> _DATA EXCERPTS_:
## BEGIN
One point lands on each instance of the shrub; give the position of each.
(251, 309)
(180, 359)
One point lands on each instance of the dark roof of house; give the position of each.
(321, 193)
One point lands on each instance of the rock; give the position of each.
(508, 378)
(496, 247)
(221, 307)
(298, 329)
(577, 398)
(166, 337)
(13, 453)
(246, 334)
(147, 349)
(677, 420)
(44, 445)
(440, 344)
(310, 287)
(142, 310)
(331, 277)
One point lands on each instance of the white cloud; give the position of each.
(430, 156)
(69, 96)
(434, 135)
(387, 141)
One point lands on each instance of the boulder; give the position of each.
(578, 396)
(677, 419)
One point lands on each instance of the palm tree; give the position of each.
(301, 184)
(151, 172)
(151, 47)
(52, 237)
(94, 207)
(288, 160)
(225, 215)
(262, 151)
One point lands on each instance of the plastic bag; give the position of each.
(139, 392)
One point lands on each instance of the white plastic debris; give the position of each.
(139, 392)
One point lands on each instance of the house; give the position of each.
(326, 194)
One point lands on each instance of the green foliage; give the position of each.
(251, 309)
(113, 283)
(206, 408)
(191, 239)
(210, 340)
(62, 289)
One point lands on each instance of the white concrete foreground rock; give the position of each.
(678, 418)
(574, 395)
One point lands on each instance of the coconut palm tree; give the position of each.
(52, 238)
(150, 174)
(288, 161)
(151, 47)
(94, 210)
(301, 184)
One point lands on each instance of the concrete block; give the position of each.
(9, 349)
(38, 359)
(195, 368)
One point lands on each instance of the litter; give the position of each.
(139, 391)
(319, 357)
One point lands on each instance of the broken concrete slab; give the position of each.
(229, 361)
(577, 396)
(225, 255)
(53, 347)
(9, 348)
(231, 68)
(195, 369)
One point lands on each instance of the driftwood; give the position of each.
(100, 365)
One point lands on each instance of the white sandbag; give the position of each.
## END
> _EXERCISE PROMPT_:
Reproduce the material precisely, including every line.

> _OUTPUT FOR THIS EXERCISE_:
One point lands on each instance of the shrub; give the position of each.
(251, 309)
(180, 359)
One point lands on each instance of the dark roof of house; give the position of each.
(321, 193)
One point lands on each instance of the rock; give the position of each.
(508, 378)
(496, 247)
(221, 307)
(298, 329)
(577, 398)
(166, 337)
(13, 453)
(246, 334)
(147, 349)
(677, 420)
(44, 445)
(440, 344)
(310, 287)
(142, 310)
(331, 277)
One point lands on each instance of the white cloud; give the position of each.
(430, 156)
(69, 96)
(434, 135)
(387, 141)
One point lands on each instance of the boulder; give the position of each.
(578, 396)
(677, 419)
One point lands on each instance of the palm tree; give the position of each.
(301, 184)
(151, 172)
(151, 47)
(52, 237)
(94, 207)
(288, 160)
(225, 215)
(262, 151)
One point lands on each instance of the plastic bag; give the position of each.
(139, 392)
One point lands on each instance of the white plastic debris; give the position of each.
(139, 392)
One point lands on each instance of the house; give the position of each.
(326, 194)
One point lands on each instance of the green foliage; give the position of each.
(251, 309)
(113, 283)
(206, 408)
(191, 239)
(210, 340)
(62, 289)
One point lands on each instance of the white concrete foreground rock; give the position of each.
(678, 418)
(574, 395)
One point lands on each instance of the coconut palm tree; give the position of each.
(52, 238)
(150, 174)
(288, 161)
(151, 47)
(94, 210)
(301, 184)
One point lands on each instance of the concrete block; give the position of each.
(9, 349)
(38, 359)
(195, 368)
One point lands on each instance of the litter; give the position of each.
(139, 391)
(319, 357)
One point lands on each instance of the broken concrete slab; give the position of each.
(229, 361)
(577, 396)
(225, 255)
(53, 347)
(9, 348)
(231, 68)
(195, 369)
One point lands on each instance of the driftwood; give the position of each.
(100, 365)
One point lands on each instance of the white sandbag; give the position of each.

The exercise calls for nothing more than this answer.